» Goal of the exercise
Copy the rows below exactly as they stand, from the line containing "reads [[0, 87]]." through the line containing "[[50, 43], [49, 46]]", including both of those lines and nothing outside them.

- - - - -

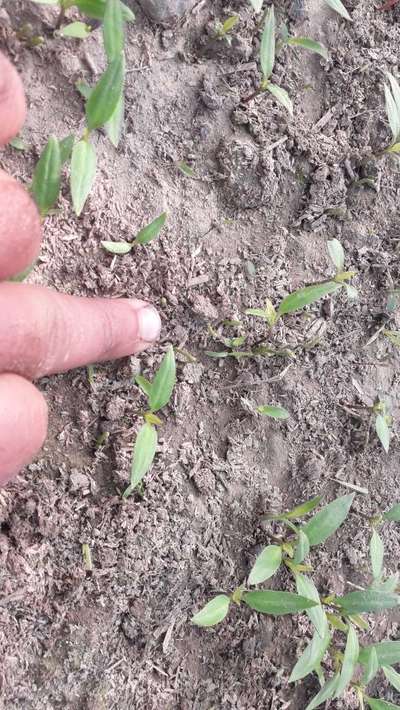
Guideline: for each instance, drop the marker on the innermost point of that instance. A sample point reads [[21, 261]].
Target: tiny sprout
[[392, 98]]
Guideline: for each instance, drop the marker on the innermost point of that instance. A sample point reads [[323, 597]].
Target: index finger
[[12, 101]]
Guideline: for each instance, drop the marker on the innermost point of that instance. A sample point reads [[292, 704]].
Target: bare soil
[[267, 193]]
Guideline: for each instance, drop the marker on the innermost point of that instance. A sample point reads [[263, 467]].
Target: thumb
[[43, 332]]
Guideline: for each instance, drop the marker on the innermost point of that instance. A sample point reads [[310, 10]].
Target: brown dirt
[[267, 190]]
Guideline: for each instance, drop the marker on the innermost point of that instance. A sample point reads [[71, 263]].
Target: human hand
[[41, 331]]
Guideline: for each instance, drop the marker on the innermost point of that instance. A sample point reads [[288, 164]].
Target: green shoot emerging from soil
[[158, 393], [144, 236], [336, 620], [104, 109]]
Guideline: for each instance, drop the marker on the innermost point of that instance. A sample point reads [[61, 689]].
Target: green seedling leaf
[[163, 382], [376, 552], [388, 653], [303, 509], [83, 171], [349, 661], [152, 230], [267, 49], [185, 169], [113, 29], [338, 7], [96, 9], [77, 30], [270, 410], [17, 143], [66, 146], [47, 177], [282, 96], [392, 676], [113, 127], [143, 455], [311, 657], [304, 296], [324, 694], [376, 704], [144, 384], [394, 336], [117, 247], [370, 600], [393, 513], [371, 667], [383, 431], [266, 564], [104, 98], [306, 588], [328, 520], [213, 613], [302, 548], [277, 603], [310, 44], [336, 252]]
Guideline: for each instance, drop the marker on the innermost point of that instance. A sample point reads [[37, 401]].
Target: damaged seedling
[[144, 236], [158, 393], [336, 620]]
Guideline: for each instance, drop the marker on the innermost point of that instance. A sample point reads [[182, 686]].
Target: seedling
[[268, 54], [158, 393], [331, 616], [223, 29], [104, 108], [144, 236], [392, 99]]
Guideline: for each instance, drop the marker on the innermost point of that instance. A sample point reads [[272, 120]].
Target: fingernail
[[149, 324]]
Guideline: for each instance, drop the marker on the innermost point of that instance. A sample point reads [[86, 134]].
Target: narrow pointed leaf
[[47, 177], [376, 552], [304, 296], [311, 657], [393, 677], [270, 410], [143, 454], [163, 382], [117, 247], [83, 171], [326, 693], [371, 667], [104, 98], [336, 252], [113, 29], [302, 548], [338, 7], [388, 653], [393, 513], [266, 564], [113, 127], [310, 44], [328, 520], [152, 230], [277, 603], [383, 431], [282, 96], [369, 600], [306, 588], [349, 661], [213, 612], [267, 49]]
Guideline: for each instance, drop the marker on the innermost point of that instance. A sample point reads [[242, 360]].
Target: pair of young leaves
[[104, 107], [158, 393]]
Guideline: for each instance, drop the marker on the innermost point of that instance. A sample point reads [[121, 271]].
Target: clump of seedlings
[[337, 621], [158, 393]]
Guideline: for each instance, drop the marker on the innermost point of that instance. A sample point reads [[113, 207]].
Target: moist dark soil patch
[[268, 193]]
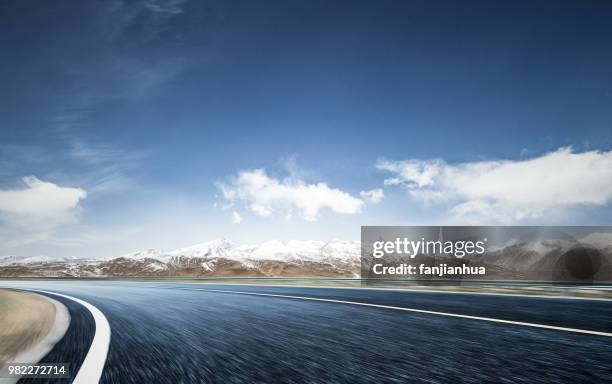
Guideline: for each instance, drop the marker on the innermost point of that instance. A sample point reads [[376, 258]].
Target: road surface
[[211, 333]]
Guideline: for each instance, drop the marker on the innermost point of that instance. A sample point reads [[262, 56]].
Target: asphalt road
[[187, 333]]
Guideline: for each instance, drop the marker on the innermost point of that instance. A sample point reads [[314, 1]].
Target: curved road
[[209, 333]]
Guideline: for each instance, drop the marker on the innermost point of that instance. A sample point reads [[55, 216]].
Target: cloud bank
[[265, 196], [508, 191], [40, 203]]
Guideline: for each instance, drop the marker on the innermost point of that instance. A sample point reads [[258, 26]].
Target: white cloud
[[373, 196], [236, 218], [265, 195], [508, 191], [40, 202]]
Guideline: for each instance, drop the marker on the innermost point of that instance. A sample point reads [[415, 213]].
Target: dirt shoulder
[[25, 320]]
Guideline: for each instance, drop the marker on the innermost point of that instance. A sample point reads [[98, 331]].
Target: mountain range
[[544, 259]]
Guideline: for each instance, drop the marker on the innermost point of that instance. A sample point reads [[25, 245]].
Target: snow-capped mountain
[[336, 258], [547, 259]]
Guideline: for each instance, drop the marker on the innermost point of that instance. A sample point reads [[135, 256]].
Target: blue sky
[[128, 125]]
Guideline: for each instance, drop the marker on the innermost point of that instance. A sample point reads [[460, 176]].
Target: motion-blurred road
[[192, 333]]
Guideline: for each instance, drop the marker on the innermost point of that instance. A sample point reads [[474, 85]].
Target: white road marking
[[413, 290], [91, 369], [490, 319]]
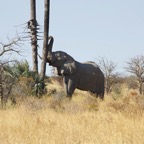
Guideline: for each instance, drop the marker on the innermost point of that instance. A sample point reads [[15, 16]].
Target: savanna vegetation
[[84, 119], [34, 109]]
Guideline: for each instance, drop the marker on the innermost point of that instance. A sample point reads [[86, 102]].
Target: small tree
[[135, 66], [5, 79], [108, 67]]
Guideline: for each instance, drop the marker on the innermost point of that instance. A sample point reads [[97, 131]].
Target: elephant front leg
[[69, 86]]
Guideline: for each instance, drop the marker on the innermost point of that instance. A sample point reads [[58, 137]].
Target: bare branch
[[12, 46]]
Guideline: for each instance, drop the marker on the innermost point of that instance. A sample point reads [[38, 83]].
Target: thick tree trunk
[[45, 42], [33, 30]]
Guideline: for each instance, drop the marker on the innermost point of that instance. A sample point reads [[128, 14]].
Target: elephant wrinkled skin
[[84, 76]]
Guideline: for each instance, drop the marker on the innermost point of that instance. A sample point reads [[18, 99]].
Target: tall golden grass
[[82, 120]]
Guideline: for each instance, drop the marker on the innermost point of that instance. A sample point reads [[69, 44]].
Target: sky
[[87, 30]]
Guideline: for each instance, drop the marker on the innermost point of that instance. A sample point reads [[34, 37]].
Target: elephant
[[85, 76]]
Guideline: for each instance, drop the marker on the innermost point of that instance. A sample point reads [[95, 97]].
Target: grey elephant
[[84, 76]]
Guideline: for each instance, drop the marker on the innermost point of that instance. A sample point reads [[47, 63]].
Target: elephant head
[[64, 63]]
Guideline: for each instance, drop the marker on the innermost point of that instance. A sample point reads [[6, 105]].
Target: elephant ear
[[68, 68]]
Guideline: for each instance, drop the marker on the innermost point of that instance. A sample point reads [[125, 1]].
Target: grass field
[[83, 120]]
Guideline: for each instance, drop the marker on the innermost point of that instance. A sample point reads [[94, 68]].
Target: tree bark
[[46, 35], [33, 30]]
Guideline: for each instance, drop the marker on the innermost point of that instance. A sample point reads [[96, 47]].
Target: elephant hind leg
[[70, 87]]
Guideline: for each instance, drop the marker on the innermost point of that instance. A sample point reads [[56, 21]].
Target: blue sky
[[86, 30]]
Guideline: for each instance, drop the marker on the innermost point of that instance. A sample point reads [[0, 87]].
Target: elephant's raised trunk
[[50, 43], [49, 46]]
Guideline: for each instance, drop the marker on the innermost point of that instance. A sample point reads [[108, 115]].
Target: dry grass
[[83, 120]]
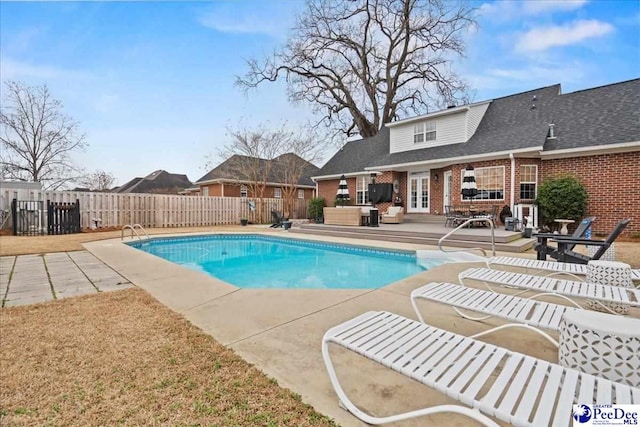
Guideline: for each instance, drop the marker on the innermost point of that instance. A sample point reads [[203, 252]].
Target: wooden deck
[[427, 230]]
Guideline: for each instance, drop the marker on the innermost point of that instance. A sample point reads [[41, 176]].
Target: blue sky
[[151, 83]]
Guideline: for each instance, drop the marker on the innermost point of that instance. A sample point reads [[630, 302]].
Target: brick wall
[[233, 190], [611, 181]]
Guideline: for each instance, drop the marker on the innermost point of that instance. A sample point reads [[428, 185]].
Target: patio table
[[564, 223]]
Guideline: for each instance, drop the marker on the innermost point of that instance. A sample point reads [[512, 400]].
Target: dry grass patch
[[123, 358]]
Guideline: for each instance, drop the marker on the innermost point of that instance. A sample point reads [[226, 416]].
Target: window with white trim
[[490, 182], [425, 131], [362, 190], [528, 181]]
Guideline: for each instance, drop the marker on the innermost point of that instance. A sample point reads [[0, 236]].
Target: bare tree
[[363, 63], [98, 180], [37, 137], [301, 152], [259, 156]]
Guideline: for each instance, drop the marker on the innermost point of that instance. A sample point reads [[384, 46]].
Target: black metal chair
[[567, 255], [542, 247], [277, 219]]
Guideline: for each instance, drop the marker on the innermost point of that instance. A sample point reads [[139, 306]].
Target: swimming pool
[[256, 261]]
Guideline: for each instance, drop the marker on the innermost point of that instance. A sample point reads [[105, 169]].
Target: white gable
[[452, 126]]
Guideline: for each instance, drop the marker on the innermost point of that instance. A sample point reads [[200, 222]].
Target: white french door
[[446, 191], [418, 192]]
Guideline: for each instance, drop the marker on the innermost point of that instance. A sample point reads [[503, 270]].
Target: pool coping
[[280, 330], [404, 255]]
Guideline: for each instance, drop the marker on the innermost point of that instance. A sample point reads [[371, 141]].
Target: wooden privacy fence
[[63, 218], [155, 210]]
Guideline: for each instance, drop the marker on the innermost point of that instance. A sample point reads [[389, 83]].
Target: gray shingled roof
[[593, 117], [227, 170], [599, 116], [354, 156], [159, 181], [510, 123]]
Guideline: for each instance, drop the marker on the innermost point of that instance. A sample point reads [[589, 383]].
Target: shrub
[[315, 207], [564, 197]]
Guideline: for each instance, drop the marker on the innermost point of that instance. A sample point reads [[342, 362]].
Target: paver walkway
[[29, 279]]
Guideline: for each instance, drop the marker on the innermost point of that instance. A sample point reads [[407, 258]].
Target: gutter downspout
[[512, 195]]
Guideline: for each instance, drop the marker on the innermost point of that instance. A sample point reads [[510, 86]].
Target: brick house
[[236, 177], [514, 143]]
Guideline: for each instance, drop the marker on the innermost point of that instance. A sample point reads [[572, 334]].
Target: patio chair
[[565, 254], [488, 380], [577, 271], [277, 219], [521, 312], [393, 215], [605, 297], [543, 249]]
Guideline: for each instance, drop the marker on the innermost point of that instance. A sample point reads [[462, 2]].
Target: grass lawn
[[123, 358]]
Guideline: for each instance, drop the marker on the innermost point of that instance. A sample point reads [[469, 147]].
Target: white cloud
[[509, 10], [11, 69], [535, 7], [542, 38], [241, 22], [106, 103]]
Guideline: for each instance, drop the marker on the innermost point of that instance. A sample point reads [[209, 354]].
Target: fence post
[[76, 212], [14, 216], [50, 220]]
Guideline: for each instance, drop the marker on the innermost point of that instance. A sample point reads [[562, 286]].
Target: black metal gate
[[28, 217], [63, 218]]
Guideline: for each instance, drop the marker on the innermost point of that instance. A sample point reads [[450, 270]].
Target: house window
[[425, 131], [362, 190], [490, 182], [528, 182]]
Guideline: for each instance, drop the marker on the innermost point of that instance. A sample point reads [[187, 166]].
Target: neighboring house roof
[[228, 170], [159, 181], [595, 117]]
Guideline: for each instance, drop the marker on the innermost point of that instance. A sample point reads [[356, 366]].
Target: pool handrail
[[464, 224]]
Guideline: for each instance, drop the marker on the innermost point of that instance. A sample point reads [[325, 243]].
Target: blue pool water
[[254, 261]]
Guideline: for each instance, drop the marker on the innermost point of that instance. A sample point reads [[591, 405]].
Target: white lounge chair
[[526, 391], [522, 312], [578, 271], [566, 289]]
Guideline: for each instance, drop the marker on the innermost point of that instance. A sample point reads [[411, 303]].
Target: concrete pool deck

- - - - -

» Exercise response
Guideline: for each instance, drop the marker on the innermost point of that instance. A sample point reads [[0, 87]].
Target: elephant's raised trunk
[[50, 43], [49, 46]]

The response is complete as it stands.